## The request
In the records below, find the line containing "crowd of people"; give it again exactly, along with every line that follows, and nothing else.

:: The input

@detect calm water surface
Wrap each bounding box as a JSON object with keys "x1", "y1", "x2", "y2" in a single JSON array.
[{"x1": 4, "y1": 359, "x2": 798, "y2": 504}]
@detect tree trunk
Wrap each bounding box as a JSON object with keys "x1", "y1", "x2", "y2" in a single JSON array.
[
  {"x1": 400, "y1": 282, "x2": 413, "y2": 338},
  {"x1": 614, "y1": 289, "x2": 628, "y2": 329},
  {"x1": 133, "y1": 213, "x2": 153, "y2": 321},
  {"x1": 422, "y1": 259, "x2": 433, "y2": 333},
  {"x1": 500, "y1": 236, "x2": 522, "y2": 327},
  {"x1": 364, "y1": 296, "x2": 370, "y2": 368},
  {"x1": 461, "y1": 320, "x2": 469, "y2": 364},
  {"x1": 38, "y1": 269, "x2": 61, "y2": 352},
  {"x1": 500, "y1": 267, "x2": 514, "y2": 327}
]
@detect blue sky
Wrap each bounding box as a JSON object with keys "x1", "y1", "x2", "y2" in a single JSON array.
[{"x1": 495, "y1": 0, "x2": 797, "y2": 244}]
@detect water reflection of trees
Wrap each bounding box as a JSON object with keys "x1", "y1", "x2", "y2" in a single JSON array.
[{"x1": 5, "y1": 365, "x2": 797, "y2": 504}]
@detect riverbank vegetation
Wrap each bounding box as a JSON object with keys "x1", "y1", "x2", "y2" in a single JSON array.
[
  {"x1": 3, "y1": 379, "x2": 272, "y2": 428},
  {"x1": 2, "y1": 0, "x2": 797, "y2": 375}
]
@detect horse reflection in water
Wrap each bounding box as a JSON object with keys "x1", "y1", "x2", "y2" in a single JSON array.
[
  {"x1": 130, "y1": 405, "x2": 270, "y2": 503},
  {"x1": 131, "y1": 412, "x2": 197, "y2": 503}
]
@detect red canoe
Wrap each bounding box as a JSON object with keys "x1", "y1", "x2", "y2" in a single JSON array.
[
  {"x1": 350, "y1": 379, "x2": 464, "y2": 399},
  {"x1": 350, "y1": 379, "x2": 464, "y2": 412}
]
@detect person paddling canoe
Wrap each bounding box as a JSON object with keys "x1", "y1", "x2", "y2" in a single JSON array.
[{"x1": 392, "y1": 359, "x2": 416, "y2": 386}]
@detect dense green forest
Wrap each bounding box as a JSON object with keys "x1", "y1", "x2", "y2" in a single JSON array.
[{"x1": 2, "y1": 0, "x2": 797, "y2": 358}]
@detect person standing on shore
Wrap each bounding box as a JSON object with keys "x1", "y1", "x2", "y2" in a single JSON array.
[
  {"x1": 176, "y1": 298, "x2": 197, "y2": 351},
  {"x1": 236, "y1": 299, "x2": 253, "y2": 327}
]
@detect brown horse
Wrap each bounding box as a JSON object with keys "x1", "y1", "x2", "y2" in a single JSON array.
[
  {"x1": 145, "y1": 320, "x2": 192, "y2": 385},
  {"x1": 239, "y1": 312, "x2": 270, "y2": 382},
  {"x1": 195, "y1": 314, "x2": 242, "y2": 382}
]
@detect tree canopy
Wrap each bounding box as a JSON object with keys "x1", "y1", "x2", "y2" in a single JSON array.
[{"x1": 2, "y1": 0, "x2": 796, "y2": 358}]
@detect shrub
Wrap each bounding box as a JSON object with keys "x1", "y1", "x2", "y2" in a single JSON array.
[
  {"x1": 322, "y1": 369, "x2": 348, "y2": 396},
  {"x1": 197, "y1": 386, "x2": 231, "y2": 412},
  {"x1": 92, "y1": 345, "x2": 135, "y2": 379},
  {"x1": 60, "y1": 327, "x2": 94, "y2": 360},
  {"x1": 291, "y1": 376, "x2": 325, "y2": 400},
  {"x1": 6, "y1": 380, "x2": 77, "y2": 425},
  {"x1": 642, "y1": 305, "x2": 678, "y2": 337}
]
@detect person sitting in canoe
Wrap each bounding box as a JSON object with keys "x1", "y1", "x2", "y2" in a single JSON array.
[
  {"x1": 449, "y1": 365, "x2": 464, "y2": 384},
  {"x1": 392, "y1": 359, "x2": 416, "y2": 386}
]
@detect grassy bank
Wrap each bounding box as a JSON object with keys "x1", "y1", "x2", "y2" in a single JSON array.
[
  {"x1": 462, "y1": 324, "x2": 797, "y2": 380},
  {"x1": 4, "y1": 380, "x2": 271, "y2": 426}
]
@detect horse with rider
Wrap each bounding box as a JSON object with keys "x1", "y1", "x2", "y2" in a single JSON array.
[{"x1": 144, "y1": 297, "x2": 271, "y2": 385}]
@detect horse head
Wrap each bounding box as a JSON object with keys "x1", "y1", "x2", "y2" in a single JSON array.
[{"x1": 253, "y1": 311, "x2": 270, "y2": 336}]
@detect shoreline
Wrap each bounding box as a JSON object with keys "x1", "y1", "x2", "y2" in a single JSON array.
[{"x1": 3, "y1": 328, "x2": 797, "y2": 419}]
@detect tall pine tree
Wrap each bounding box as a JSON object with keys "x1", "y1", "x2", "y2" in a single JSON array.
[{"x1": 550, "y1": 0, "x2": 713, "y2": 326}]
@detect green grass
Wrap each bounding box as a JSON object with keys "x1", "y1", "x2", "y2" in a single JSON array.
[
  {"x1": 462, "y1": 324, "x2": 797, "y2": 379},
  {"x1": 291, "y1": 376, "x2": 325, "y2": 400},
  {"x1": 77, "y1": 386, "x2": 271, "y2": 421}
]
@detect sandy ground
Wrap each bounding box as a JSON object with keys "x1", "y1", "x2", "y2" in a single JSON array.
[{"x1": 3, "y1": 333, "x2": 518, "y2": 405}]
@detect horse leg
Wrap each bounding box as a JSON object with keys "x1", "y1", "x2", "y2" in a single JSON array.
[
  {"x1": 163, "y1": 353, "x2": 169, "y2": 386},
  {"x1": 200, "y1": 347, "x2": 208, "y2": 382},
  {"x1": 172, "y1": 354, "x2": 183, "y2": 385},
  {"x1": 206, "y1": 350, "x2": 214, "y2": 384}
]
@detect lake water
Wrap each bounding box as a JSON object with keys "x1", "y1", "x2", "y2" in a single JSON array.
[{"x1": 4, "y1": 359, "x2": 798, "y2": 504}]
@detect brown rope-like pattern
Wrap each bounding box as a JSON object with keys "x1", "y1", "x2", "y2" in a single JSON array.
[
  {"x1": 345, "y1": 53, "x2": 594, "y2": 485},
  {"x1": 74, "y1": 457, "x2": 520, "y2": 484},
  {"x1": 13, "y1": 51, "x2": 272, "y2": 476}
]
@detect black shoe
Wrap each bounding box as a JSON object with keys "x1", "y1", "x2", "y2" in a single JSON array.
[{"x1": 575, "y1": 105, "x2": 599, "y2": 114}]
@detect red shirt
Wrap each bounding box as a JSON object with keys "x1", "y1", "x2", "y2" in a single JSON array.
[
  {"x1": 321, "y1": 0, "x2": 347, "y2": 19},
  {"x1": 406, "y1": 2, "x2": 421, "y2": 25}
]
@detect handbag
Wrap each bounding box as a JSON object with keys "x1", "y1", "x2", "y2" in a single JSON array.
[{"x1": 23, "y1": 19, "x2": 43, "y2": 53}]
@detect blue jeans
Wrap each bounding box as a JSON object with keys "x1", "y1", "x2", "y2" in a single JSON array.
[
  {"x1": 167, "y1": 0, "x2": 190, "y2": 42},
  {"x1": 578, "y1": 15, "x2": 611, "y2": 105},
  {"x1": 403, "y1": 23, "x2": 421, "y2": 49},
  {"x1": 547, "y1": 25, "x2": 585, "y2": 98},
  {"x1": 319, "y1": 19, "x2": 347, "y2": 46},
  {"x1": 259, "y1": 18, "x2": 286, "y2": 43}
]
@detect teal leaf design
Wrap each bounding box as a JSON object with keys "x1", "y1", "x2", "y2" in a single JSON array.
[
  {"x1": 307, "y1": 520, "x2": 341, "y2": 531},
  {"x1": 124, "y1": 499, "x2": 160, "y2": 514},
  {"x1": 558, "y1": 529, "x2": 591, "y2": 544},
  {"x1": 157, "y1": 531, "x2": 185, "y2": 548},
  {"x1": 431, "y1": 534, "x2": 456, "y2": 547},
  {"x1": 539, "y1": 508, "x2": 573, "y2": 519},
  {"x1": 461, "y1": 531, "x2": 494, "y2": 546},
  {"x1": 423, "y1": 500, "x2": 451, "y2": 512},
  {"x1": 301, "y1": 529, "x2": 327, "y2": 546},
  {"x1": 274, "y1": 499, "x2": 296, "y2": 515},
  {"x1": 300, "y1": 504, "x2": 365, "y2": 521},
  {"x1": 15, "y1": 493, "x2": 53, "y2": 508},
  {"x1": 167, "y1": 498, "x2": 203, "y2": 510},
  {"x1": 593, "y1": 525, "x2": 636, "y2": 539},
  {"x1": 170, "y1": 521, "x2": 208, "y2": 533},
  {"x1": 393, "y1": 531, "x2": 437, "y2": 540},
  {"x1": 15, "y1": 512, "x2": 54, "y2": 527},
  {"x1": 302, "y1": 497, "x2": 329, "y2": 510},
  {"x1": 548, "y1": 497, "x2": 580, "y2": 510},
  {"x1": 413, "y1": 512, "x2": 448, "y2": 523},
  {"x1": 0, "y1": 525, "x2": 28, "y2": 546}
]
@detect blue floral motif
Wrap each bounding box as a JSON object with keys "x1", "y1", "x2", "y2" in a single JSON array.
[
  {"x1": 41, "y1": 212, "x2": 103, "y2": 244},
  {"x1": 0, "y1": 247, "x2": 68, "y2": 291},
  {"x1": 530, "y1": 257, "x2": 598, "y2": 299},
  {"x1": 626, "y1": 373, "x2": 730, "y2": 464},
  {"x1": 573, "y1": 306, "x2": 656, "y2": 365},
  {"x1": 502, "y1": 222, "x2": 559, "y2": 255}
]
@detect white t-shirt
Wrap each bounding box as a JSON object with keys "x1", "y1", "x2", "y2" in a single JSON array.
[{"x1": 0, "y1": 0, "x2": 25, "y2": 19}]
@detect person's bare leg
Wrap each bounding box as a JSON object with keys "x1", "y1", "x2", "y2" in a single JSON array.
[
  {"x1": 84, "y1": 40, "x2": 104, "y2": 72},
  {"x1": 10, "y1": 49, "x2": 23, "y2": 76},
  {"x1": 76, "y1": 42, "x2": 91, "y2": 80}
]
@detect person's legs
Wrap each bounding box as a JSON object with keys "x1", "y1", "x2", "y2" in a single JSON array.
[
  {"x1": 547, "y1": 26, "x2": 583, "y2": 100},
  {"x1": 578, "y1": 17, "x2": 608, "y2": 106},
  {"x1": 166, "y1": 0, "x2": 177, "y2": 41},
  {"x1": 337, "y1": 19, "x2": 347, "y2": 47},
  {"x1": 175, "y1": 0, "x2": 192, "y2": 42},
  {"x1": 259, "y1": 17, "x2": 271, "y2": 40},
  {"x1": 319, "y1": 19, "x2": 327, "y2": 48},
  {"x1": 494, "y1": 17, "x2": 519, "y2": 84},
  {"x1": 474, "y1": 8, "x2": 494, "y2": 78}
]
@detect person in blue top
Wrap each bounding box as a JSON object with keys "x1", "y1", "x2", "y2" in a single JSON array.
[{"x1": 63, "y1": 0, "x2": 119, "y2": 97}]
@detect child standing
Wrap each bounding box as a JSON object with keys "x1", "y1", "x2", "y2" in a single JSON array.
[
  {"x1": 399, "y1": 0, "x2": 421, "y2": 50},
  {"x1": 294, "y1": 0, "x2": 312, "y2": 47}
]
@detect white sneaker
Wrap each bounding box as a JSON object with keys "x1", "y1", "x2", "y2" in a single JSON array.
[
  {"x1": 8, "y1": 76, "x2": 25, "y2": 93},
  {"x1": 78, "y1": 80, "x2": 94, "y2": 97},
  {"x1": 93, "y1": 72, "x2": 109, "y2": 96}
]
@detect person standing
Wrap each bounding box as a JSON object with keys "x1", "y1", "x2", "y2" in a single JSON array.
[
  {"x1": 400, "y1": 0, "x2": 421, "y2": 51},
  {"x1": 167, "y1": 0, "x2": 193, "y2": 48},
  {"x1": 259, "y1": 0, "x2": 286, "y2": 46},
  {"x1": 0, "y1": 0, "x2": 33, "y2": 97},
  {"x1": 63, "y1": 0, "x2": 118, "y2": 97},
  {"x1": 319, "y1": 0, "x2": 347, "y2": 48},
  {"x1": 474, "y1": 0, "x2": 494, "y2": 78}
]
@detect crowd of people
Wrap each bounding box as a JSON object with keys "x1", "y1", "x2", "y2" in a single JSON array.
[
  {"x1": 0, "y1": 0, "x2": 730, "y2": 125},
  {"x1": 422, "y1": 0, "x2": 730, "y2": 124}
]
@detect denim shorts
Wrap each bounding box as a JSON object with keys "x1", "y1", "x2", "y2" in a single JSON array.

::::

## Correct output
@detect crowd of people
Wrap each bounding box as a JSON object with keys "x1", "y1", "x2", "y2" in a single JSON array.
[
  {"x1": 0, "y1": 0, "x2": 730, "y2": 125},
  {"x1": 422, "y1": 0, "x2": 730, "y2": 124}
]
@detect denim shorts
Wrap each bounding box as a JSON object with keys "x1", "y1", "x2", "y2" in a single JSON array.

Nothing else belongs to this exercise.